EXERCISE OBJECTIVE:
All the data should come back exactly as it was given.

RECORDS FOR THE TASK:
%%

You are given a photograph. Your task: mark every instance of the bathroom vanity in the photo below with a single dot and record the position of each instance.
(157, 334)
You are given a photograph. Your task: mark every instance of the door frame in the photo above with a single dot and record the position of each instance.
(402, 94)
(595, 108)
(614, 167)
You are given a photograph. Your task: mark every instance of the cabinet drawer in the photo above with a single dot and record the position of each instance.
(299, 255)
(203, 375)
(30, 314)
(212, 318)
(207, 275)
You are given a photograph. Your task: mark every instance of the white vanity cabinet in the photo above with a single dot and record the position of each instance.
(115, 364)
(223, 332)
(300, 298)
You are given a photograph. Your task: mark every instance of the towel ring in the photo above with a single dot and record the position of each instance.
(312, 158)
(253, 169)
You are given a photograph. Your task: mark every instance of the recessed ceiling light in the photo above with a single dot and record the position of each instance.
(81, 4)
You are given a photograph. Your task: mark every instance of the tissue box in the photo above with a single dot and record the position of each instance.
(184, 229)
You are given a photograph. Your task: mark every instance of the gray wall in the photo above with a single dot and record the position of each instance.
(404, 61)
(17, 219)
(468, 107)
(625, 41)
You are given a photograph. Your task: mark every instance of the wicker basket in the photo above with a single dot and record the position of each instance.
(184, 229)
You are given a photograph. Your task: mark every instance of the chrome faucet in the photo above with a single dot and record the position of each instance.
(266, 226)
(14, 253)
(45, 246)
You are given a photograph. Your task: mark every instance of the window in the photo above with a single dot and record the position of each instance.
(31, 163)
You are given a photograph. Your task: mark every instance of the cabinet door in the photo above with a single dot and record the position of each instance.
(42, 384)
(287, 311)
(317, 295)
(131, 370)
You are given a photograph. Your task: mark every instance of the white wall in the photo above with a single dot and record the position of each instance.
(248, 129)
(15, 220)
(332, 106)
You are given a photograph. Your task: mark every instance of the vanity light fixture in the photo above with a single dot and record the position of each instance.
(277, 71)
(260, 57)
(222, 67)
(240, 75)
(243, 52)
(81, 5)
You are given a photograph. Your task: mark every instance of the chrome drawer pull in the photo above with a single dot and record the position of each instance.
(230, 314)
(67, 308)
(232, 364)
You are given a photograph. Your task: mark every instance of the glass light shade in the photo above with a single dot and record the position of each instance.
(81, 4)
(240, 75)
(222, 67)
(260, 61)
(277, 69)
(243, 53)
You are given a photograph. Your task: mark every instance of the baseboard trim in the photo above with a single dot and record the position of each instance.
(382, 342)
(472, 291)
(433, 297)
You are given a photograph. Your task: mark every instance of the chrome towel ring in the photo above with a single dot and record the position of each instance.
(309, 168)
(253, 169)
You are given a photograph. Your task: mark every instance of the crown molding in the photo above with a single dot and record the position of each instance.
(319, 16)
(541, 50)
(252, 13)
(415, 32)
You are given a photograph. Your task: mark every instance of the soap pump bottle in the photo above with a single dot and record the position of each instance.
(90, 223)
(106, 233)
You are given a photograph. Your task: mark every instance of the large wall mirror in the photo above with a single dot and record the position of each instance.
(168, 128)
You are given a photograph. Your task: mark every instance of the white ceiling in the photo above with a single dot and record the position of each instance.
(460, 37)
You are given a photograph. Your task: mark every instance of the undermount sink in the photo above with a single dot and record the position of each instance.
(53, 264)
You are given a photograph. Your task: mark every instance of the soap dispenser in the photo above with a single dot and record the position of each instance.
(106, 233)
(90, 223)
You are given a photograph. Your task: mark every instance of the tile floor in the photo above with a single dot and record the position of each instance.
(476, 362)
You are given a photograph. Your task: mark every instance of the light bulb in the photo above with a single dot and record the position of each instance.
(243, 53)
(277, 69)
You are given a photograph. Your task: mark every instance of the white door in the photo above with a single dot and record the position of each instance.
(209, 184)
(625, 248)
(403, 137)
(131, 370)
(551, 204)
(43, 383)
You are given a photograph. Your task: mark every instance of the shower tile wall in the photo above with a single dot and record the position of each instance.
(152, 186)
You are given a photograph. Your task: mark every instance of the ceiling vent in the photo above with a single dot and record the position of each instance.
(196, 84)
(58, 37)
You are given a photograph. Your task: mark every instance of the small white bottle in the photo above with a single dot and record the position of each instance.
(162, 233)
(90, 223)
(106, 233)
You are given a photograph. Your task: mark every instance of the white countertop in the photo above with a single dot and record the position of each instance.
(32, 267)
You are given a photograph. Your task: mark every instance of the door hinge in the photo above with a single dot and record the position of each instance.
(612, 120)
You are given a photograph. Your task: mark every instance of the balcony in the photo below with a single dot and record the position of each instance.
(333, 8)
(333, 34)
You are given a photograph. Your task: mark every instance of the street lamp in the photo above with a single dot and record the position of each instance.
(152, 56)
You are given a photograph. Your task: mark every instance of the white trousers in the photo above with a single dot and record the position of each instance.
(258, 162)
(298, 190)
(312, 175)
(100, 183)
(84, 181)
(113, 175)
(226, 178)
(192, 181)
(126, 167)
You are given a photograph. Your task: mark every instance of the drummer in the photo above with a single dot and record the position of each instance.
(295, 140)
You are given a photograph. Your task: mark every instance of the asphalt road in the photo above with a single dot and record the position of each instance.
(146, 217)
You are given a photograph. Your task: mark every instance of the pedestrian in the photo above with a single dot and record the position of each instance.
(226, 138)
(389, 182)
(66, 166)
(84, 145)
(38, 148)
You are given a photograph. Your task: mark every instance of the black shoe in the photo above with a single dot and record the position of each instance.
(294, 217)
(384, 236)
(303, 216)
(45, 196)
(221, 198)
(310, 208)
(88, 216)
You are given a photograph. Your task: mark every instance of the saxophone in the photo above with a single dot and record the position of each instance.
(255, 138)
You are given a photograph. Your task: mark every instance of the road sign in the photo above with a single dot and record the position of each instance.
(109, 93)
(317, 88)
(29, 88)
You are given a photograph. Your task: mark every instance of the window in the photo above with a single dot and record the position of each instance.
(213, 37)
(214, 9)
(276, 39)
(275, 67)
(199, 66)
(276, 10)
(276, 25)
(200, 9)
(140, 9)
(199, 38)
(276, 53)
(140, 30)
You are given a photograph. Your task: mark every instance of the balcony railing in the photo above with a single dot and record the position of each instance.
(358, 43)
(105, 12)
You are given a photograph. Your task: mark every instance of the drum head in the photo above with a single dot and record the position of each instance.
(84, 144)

%%

THE OUTPUT:
You are given a photograph. Your task: mark every instance of the bathroom vanity in the photo below with a single dot and record the position of each instance.
(157, 334)
You are given a photograph. Your task: mark every instance of the door frame in the photo above with a single dot and record the position of each instance.
(402, 94)
(595, 108)
(614, 167)
You are given a photograph. Your task: mark every instance of the cabinet drawer in the photo above with a single dot and record the position of each instance.
(299, 255)
(203, 375)
(30, 314)
(212, 318)
(207, 275)
You are given a photograph. Your task: mark every instance of the white vanity cabinet in the photo above with a single dot and record the position of each instance.
(115, 364)
(223, 332)
(300, 298)
You are given a photograph. Your task: mark every instance of the towel ring in the photo above with a single dot and record the position of each instance.
(312, 158)
(253, 169)
You are given a photograph. Your task: mark every instance of the recessed ceiling light in the photo above with a single dot and record the position of each instance.
(81, 4)
You are given a photograph. Your task: mark every instance of the tissue box in the photo above with a single dot and record the position of each instance.
(184, 229)
You are given a photograph. Your task: mark every instance of the gray wall in the photo above with a single dot and record the position of each instance.
(404, 61)
(17, 219)
(468, 107)
(625, 41)
You are given a photograph. Your task: mark every instance of the wicker basket in the photo above with a single dot and record the position of each instance.
(184, 229)
You are given a photograph. Your task: mark every instance of the chrome faucet in the photo above with a single dot and record the position of each instance.
(266, 226)
(14, 253)
(45, 246)
You are given a photograph. Your task: mark every instance of the window in the photo above with a single dot and record the position of each instance.
(31, 163)
You are given a photograph. Your task: mark every instance of the cabinet door in the photo above with a single dot and record the position of each instance.
(42, 384)
(287, 311)
(317, 295)
(131, 370)
You are given a photograph. Your task: mark every instance of the white wall in the photo above with a single dot and record the position of each instance.
(248, 129)
(15, 220)
(332, 106)
You are given a photograph. Your task: mark every instance of the vanity light fixture in the photo above with a single dot and record the position of each instance.
(277, 71)
(260, 57)
(222, 67)
(240, 75)
(243, 52)
(81, 5)
You are given a photograph. Your task: mark every instance of the chrome drawer pull in the photo above with a single dot and record the position of each instance.
(230, 314)
(67, 308)
(232, 364)
You are given a photograph. Your task: mark every instance of the glass light shade in the photo above with a single dot and record the position of each instance.
(81, 4)
(240, 75)
(222, 67)
(260, 61)
(277, 69)
(243, 53)
You are given a photograph. Your task: mark every instance of the baseboard trim in the photo above with a single dot and record the position of each instance.
(382, 342)
(472, 291)
(433, 297)
You are given a photograph. Your task: mark every instance of the chrome towel ring in the photo above with a single dot and record the position of each instance.
(309, 168)
(253, 169)
You are given a photograph. Your task: mark every instance of the crown molding in the photo above with a single dot and record the position of each instance.
(319, 16)
(541, 50)
(252, 13)
(415, 32)
You are given a photograph. Your task: mark every instance of the soap pump bottle in the photo above with a single dot and record the position of each instance.
(90, 223)
(106, 233)
You are given a photograph. Your task: mark every instance of the large wall mirror in the photo above with a single dot and record the position of each instance.
(168, 128)
You are given a photograph. Your task: mark every instance of the white ceiling in the photo above with a single dot and record the position of each instance.
(460, 37)
You are given a photograph. Your task: mark every instance of the undermount sink in the photo above with a single dot and record the position of each instance.
(53, 264)
You are given a photograph. Your task: mark every instance of the soap dispenser in the photo above with a single dot and record the position of each instance.
(106, 233)
(90, 223)
You are given a photograph. Your task: mark every instance of the tile floor in the photo above with a single dot and record the position of each instance.
(476, 362)
You are given a photograph. Your task: mark every instance of the light bulb in the photo above with a single dot and record the position of each instance.
(243, 53)
(277, 69)
You are given a photograph. Your task: mark every instance of the white door in the photo above with a single dot and record the position of each instance.
(209, 184)
(625, 248)
(403, 137)
(131, 370)
(551, 204)
(43, 383)
You are given a photograph. Your task: mark every instance of the shower tile wall in the photo above with a single dot and record the position of each instance.
(152, 186)
You are given a photograph. Your task: mark every instance of the ceiling vent in the photo above with a single dot and record the position of each instance.
(196, 84)
(58, 37)
You are given a photograph. Your task: mark every instance of the small white bottle in the photo above with a single dot and record the position of each instance.
(162, 233)
(90, 223)
(106, 233)
You are given a photograph. Your task: mark every instance of the white countertop in the photo above with a single dot and record the position of each instance.
(32, 267)
You are given a photograph. Your task: mark every instance of the door hinge in the photo above with a single dot and record the position of each instance.
(612, 120)
You are given a photograph. Your task: mark every instance of the balcony in the photo below with a single dot and record the position of each instance.
(333, 8)
(333, 34)
You are given a photograph. Your task: mark every instance of the street lamp in the photo above with a single dot and record the position of each instance.
(152, 56)
You are given a photograph. Your task: mark every instance of the white trousers in the photo above with a single dot and record the position of each instance.
(258, 162)
(298, 190)
(312, 175)
(100, 183)
(84, 181)
(113, 175)
(226, 178)
(192, 181)
(126, 167)
You are given a photograph. Your task: mark every instance of the drummer in the photo above with a single dot and record the position of each instance.
(295, 140)
You are given a photograph. Your task: mark every instance of the asphalt road in the photo above with a single dot and record the position of each instance.
(146, 217)
You are given a photograph. Your task: mark every instance of the pedestrian in the photo above with a single dot and record the position of each instance.
(226, 138)
(389, 182)
(66, 166)
(84, 145)
(38, 148)
You are given a photograph. Your task: mark every instance of the black shoe in the photo above with a single dot and record the position of each instance.
(294, 217)
(384, 236)
(303, 216)
(45, 196)
(221, 198)
(310, 208)
(88, 216)
You are given a photograph. Your task: mark every instance of the saxophone in the photo above with a single dot and record the position of each instance.
(255, 138)
You are given a photograph. Your task: mark every instance of the road sign in the photo above with a single dot and record the position of each instance.
(109, 93)
(317, 88)
(29, 88)
You are given a photograph. Your task: mark every instance of the window in the photo above with a single dot and record the position of each instance.
(213, 37)
(214, 9)
(276, 39)
(275, 67)
(199, 66)
(276, 10)
(276, 25)
(200, 9)
(140, 9)
(199, 38)
(276, 53)
(140, 30)
You are given a photograph. Your task: mark every instance of the balcony railing in the photo above with a single dot and record the position of each instance.
(358, 43)
(105, 12)
You are given a photograph. Your task: mark every instance of the drum head in the photo above with a single dot and record the position of each instance.
(84, 144)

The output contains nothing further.